### Supplied data
----
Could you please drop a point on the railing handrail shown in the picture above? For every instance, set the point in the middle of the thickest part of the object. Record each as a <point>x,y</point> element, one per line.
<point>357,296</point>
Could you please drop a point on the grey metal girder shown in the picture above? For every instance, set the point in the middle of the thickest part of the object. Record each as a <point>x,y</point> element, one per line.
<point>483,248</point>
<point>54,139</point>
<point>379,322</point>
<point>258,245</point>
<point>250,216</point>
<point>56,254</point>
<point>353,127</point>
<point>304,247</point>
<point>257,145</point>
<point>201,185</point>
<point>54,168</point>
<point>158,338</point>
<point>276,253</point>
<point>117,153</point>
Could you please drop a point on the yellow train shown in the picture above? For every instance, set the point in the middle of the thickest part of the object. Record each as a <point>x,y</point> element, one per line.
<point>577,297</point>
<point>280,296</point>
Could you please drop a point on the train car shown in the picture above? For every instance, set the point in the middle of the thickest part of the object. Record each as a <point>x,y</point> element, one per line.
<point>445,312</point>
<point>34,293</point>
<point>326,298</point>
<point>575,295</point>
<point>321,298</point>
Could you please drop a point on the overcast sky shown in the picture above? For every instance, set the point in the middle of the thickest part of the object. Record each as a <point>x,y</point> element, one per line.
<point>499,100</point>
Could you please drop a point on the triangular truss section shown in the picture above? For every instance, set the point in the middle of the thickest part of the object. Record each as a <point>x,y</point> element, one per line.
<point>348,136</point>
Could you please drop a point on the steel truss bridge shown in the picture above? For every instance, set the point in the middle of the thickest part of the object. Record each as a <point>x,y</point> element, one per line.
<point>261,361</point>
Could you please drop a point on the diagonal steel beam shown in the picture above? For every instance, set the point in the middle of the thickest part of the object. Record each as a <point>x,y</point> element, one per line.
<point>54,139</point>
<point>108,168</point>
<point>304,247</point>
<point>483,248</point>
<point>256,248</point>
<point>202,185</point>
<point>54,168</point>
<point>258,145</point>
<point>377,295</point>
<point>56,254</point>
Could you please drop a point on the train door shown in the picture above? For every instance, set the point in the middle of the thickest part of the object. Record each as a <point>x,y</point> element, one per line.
----
### Do this
Convert the lines above into a JSON array of strings, with one string for each line and any blank lines omitted.

### Task solution
[
  "Could you please drop a point on the railing handrail shown in the picture above? For every instance, set the point in the middle of the thickest part of the object. Record each as a <point>x,y</point> element, one per line.",
  "<point>357,296</point>",
  "Could you please drop a point on the grey metal girder shown in the picture above? For every instance, set the point in the middle of the thickest part of the object. Record each as a <point>x,y</point> element, one per line.",
  "<point>483,248</point>",
  "<point>54,139</point>",
  "<point>379,322</point>",
  "<point>258,245</point>",
  "<point>250,216</point>",
  "<point>56,254</point>",
  "<point>353,127</point>",
  "<point>304,247</point>",
  "<point>257,145</point>",
  "<point>201,185</point>",
  "<point>54,168</point>",
  "<point>158,338</point>",
  "<point>276,253</point>",
  "<point>117,153</point>",
  "Could you please drop a point on the yellow train shown in the picture above? For every instance, set the point in the middle of the thickest part of the object. Record each as a <point>x,y</point> element, one per line.",
  "<point>577,297</point>",
  "<point>280,296</point>",
  "Could you please drop a point on the train car shown in the picture above? For every instance, set the point in the middle of the thickest part of the object. Record each as a <point>x,y</point> element, one per line.",
  "<point>445,312</point>",
  "<point>34,293</point>",
  "<point>326,298</point>",
  "<point>575,295</point>",
  "<point>321,298</point>",
  "Could you please drop a point on the overcast sky shown in the picture above? For every instance, set the point in the middle of the thickest part of the object. Record each as a <point>x,y</point> element, one per line.",
  "<point>499,100</point>",
  "Could you please drop a point on the triangular truss section shown in the picture above? For every instance, set the point in the middle of the thickest part of the object. Record each as a <point>x,y</point> element, one per line.",
  "<point>348,136</point>",
  "Could you please drop a point on the steel truss bridge shown in the picture above? For every instance, set the point in the middle of the thickest part of the object. Record each as a <point>x,y</point> element, one per line.",
  "<point>261,361</point>",
  "Could you please drop a point on the diagonal steel beam shown in the picture above? For every instance, set the point in the middle of the thickest part of the object. Record each as a <point>x,y</point> element, one per line.",
  "<point>54,139</point>",
  "<point>108,168</point>",
  "<point>304,247</point>",
  "<point>483,248</point>",
  "<point>256,248</point>",
  "<point>202,185</point>",
  "<point>54,168</point>",
  "<point>258,145</point>",
  "<point>377,295</point>",
  "<point>56,254</point>",
  "Could you please drop a point on the train door shown in the picture above? For every instance, set the point in the middle of the thickest part of the object. Record each as a <point>x,y</point> element, one per line."
]